Supplied text:
HAMBURG, N.Y., Oct. 28, 2010 (GLOBE NEWSWIRE) -- Evans Bancorp, Inc. (the "Company" or "Evans") (Nasdaq:EVBN), a community financial services company serving Western New York since 1920, today reported its results of operations for the quarter ended September 30, 2010.
HIGHLIGHTS OF THE 2010 THIRD QUARTER
- Core loans (defined as total loans and leases less direct financing leases) increased 9.7% to $485.8 million from the third quarter of 2009. Net interest income increased 4.4% year-over-year due to strong loan growth and despite net interest margin compression.
- Third quarter net income decreased to $1.3 million from net income of $2.4 million in the prior year period. Last year's third quarter benefitted from a $0.7 million pre-tax gain from the acquisition of Waterford Village Bank and no provision for leasing losses after the leasing portfolio was marked to its market value in the second quarter of 2009.
- Provision of $1.0 million in the 2010 third quarter included $0.3 million for leasing portfolio which continues to wind down after the Company exited the business in 2009.

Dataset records
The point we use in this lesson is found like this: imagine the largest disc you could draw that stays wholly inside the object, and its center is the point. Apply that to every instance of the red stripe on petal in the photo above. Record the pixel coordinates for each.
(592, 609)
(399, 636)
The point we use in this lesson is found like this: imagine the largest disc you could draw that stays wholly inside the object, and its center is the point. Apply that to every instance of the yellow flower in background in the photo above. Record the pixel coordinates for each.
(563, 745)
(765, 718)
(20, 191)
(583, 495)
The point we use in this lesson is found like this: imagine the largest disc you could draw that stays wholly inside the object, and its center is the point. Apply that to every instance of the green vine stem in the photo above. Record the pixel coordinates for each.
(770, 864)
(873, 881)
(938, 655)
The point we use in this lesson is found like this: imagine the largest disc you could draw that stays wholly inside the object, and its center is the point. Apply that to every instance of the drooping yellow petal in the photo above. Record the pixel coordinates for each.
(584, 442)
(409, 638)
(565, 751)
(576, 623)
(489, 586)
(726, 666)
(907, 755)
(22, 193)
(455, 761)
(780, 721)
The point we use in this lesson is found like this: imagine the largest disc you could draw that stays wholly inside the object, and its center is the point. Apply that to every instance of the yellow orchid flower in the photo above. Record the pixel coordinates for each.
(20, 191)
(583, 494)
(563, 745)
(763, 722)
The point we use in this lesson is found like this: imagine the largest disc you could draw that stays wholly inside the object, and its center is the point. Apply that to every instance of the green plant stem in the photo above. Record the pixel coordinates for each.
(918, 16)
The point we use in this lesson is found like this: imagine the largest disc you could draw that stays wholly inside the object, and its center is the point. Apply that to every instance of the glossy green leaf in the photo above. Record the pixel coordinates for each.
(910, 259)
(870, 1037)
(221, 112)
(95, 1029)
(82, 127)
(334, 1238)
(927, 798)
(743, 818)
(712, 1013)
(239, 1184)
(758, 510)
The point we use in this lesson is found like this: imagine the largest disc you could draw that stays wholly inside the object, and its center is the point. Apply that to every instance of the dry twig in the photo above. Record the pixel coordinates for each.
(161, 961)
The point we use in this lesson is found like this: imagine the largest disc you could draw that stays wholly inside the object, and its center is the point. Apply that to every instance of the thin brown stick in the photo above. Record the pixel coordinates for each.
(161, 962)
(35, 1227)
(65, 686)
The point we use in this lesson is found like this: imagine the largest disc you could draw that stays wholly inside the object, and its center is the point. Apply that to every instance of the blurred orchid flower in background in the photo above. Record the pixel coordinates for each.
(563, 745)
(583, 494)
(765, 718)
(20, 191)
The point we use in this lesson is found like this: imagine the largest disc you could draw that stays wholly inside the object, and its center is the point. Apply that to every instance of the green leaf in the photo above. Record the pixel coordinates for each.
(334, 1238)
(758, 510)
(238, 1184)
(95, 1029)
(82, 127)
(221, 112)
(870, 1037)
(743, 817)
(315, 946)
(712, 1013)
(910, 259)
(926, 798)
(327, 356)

Requirements:
[1] According to the press release, why was net income in the third quarter of 2009 higher than in the third quarter of 2010? Answer in one to three sentences.
[2] In the press release, substitute "regional" for "community" in the stretch from "HAMBURG, N.Y., Oct." through "interest margin compression.", and write out that stretch.
The data above are drawn from a separate source.

Task-by-task answers:
[1] The third quarter of 2009 benefited from a $0.7 million pre-tax gain on the acquisition of Waterford Village Bank. It also carried no provision for leasing losses, because the leasing portfolio had been marked to its market value in the second quarter of 2009.

[2]
HAMBURG, N.Y., Oct. 28, 2010 (GLOBE NEWSWIRE) -- Evans Bancorp, Inc. (the "Company" or "Evans") (Nasdaq:EVBN), a regional financial services company serving Western New York since 1920, today reported its results of operations for the quarter ended September 30, 2010.
HIGHLIGHTS OF THE 2010 THIRD QUARTER
- Core loans (defined as total loans and leases less direct financing leases) increased 9.7% to $485.8 million from the third quarter of 2009. Net interest income increased 4.4% year-over-year due to strong loan growth and despite net interest margin compression.